══ Entries provided

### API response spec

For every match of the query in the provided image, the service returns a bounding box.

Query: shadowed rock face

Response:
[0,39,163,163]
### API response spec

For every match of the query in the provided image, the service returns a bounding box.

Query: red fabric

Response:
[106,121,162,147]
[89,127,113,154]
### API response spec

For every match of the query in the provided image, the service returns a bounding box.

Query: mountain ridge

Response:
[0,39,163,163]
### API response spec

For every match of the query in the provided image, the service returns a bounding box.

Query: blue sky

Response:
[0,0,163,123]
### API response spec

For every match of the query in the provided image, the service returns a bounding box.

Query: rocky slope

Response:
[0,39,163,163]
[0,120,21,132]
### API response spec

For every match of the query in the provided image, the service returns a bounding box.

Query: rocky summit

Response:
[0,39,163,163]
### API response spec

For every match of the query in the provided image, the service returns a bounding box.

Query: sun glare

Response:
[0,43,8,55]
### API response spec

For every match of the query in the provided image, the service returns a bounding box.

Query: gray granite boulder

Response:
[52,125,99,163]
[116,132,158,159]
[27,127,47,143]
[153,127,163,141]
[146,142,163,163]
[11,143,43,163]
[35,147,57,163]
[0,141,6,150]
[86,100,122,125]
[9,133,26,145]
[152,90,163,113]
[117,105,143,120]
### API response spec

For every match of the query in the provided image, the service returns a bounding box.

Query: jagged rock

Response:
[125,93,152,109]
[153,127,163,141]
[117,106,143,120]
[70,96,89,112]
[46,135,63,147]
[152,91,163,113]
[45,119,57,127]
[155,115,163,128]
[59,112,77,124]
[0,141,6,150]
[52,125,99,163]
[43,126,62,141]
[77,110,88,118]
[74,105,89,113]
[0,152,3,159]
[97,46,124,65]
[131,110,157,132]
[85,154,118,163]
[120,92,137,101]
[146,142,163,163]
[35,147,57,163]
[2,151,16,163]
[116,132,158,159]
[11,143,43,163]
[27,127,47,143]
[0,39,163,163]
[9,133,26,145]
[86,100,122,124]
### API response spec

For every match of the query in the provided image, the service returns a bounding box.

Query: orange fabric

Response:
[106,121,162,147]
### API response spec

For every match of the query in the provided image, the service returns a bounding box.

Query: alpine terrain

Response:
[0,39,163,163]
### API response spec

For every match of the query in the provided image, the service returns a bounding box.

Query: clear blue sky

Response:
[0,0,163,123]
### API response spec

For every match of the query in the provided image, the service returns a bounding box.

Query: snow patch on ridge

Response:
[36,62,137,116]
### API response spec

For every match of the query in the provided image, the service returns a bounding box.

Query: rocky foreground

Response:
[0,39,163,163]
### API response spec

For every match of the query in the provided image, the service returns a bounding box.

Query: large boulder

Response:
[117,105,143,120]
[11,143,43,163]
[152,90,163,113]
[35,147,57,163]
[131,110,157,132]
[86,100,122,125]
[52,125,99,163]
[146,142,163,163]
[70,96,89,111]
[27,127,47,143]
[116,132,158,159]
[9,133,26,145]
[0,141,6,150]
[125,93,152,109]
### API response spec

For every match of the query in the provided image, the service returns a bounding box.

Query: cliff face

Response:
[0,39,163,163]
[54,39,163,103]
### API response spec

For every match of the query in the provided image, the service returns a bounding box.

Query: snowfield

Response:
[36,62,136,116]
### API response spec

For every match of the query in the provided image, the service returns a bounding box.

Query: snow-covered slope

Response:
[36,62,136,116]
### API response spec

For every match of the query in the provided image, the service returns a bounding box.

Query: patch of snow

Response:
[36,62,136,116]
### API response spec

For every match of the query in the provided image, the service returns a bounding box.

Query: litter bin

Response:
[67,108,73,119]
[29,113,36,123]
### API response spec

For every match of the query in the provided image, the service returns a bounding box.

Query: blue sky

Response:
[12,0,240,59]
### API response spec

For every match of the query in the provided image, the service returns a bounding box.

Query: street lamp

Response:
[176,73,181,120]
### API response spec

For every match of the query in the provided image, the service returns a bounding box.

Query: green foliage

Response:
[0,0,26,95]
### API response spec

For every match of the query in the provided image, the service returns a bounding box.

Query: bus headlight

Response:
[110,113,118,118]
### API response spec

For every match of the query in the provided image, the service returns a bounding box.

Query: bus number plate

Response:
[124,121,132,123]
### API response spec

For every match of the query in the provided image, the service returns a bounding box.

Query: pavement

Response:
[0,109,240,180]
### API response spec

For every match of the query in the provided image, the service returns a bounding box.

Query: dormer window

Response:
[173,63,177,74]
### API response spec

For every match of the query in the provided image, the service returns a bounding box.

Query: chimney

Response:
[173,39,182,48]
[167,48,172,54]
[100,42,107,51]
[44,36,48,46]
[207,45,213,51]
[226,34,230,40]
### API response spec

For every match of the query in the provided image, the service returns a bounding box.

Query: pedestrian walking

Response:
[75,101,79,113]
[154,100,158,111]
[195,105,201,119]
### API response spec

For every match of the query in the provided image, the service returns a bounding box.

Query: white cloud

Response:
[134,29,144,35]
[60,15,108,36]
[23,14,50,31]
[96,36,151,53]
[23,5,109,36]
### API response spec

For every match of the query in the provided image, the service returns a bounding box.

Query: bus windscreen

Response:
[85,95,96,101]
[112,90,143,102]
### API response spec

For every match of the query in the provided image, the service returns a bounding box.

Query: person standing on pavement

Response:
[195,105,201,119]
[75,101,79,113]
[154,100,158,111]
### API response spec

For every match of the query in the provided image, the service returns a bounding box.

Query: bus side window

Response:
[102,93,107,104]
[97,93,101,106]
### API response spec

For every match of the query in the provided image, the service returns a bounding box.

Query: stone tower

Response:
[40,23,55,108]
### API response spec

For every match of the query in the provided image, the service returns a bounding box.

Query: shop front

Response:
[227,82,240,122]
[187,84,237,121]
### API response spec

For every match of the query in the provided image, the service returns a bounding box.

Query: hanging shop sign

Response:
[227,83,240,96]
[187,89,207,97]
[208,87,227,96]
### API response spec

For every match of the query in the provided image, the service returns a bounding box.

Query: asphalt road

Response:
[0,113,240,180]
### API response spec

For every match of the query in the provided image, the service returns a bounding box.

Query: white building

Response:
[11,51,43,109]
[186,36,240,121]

════

**Set problem:**
Find every line in the entries above that contains the string "pavement", matching case, and copy each of those lines.

**Problem solution:**
Query: pavement
Query: person standing on pavement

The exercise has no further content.